++++ Given data ++++
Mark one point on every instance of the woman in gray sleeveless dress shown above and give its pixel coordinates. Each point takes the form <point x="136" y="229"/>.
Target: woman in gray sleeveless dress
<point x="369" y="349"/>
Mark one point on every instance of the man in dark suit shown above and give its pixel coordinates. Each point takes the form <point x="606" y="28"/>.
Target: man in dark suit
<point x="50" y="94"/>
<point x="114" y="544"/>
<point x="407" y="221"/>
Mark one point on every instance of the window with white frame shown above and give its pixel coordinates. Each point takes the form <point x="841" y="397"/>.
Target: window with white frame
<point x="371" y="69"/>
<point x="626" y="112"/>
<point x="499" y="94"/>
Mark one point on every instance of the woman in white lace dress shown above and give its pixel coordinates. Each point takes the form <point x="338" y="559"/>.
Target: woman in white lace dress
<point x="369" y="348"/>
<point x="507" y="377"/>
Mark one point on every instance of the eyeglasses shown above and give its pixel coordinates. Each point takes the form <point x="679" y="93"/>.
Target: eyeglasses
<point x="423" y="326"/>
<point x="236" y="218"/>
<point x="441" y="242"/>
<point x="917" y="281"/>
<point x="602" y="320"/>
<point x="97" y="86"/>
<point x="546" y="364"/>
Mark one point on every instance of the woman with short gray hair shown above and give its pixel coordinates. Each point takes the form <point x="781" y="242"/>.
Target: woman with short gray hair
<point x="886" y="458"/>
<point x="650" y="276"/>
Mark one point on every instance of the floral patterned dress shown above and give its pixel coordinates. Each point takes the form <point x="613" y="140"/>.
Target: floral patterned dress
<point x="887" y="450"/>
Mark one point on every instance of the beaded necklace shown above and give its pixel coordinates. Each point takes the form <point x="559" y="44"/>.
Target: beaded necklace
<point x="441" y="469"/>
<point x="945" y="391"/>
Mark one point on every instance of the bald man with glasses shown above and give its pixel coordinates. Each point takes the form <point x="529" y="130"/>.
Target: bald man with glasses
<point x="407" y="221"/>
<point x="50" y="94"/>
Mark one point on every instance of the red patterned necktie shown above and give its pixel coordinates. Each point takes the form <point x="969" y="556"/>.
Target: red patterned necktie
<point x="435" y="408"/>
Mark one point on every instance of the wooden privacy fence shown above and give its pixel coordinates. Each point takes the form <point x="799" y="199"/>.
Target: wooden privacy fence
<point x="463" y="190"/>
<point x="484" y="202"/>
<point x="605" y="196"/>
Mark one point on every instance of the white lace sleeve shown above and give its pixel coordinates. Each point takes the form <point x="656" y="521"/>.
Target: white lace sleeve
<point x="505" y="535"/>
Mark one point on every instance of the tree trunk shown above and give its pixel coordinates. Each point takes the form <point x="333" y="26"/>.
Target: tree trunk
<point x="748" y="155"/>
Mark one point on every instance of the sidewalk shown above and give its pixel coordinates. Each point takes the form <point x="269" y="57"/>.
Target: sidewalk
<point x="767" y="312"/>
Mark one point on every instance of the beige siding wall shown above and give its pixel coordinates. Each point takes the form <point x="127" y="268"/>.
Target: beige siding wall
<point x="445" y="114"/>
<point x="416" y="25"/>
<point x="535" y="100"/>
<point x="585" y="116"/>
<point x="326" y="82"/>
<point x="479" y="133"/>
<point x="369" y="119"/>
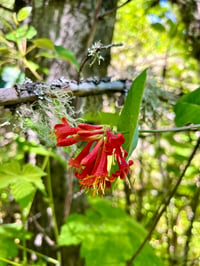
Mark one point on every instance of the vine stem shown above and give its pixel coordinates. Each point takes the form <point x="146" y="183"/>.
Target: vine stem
<point x="160" y="211"/>
<point x="51" y="203"/>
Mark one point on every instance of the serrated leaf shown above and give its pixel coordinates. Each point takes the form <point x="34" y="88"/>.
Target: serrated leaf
<point x="187" y="109"/>
<point x="66" y="54"/>
<point x="129" y="116"/>
<point x="8" y="248"/>
<point x="24" y="13"/>
<point x="44" y="43"/>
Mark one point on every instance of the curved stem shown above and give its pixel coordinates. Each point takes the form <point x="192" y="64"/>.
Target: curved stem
<point x="166" y="203"/>
<point x="51" y="203"/>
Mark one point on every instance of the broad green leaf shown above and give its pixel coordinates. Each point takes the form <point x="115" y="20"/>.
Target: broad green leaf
<point x="66" y="54"/>
<point x="108" y="236"/>
<point x="21" y="32"/>
<point x="44" y="43"/>
<point x="23" y="192"/>
<point x="12" y="172"/>
<point x="24" y="13"/>
<point x="102" y="118"/>
<point x="187" y="109"/>
<point x="129" y="116"/>
<point x="8" y="248"/>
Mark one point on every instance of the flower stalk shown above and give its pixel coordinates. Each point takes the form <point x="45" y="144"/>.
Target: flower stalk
++++
- Directions for this task -
Determine the number of lines in these entries that contain the word "stalk", and write only that number.

- Output below -
2